- Texto de lectura:
Sin embargo, William Gull no es la única persona famosa de la época sobre la que han recaído las miradas de los riperólogos. Otros como el príncipe Alberto Víctor, nieto de la reina, el pintor William Sickert, o incluso el escritor Lewis Carrol engrosan una lista de celebrities bajo sospecha a la que recientemente se le ha sumado nada menos que el propio Conan Doyle.
Una nueva teoría, esgrimida por el grafólogo español Jesús Delgado, sitúa al creador de Sherlock Holmes tras la máscara del Destripador. A esta sorprendente conclusión se llega en base a las similitudes entre la letra de una de las cartas del asesino (la misiva encabezada por el famoso «desde el infierno, Mr. Lusk») y la del novelista. Para refrendarla, además, se arguyen detalles personales de Doyle como sus conocimientos anatómicos (era médico de profesión) o su posible carácter violento (hay quien dice que está detrás de la muerte de Bertram Fletcher Robinson, supuesto autor verdadero de El sabueso de los Baskerville).
Desde luego, todo esto explicaría el poco éxito de Doyle en la investigación del caso, aunque no dejaría de ser llamativo que el asesino, es decir, el propio escritor, hubiese sido desenmascarado finalmente gracias a una de las tácticas que voluntariamente había propuesto: la del análisis grafológico.
La (otra) derrota de Sherlock Holmes
Si analizamos sus relatos canónicos, Sherlock Holmes tan solo fue derrotado en una ocasión: en Escándalo en Bohemia, donde pierde su enfrentamiento contra la inteligencia suprema de Irene Adler.
Así pues, no fue ni ante ese Napoleón del crimen que era el profesor Moriarty, ni mucho menos ante un criminal de segunda como Culverton Smith. La derrota le llegó a manos de ella, una mujer, La Mujer, lo que no deja de ser una deliciosa ironía que contradice (o justifica aún más) la supuesta misoginia del personaje. Sin embargo, a ese casi inmaculado currículum profesional de Holmes podríamos añadirle, en base a lo expuesto anteriormente, una nueva mancha, y no precisamente menor. La de Jack el Destripador.
Puede que Conan Doyle, ni siquiera a toro pasado, quisiese ensuciar la impecable imagen pública de su detective con un caso especialmente sensible para el público. O puede, como asegura un declarado sherlockiano como Enric González, que estuviese tan perdido como el resto de sus contemporáneos ante un asesino cuyos actos de maldad «moderna» carecían de una explicación racionalista lógica. Doyle podría haber hecho coincidir los crímenes del Destripador con el conocido como Gran Hiato de Sherlock Holmes, el periodo en el que de acuerdo a su biografía ficticia, el detective se encontraba fuera de Londres, entre su falsa muerte y su reaparición pública. Hubiese sido un truco maestro para justificar por qué en el juego metaliterario que siempre ha acompañado a Holmes este no se encontraba en Londres para enfrentarse a un poderoso adversario que actuaba en la realidad. Pero Doyle no lo hizo. Y no solo eso, si no que se pronunció públicamente en nombre de su «pupilo». Y los resultados, como ya hemos visto, fueron tan decepcionantes que recuerdan más al torpe proceder del inspector Lestrade que a la infalible lupa de Holmes. Una lástima. A fin de cuentas, parece que no todo iba a ser tan elemental.

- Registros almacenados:
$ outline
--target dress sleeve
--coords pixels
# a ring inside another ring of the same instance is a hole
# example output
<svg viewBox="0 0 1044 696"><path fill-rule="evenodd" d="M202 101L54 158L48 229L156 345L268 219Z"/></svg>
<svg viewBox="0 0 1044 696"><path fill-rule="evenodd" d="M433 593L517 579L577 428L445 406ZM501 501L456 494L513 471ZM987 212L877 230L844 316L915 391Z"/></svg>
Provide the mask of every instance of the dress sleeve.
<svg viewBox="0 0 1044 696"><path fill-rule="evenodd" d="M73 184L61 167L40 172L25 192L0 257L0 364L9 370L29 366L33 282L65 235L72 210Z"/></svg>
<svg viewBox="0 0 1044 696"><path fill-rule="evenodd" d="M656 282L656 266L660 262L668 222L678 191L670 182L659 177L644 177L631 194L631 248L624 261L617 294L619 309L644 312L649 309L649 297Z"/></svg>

- Tareas por resolver:
1. Responde a estas preguntas sobre el texto acerca de Conan Doyle y el Destripador:
(a) ¿Qué grafólogo español sostiene la teoría que sitúa a Conan Doyle tras la máscara del Destripador?
(b) ¿En qué relato fue derrotado Sherlock Holmes, según sus relatos canónicos?
(c) ¿Cómo se llama el periodo en que, según su biografía ficticia, el detective estaba fuera de Londres?
2. Por favor, reproduce tal cual el fragmento del texto acerca de Conan Doyle y el Destripador que va desde "La (otra) derrota" hasta "Jack el Destripador.".

- Tus respuestas:
1.
(a) Jesús Delgado.
(b) En Escándalo en Bohemia.
(c) El Gran Hiato de Sherlock Holmes.

2.
La (otra) derrota de Sherlock Holmes
Si analizamos sus relatos canónicos, Sherlock Holmes tan solo fue derrotado en una ocasión: en Escándalo en Bohemia, donde pierde su enfrentamiento contra la inteligencia suprema de Irene Adler.
Así pues, no fue ni ante ese Napoleón del crimen que era el profesor Moriarty, ni mucho menos ante un criminal de segunda como Culverton Smith. La derrota le llegó a manos de ella, una mujer, La Mujer, lo que no deja de ser una deliciosa ironía que contradice (o justifica aún más) la supuesta misoginia del personaje. Sin embargo, a ese casi inmaculado currículum profesional de Holmes podríamos añadirle, en base a lo expuesto anteriormente, una nueva mancha, y no precisamente menor. La de Jack el Destripador.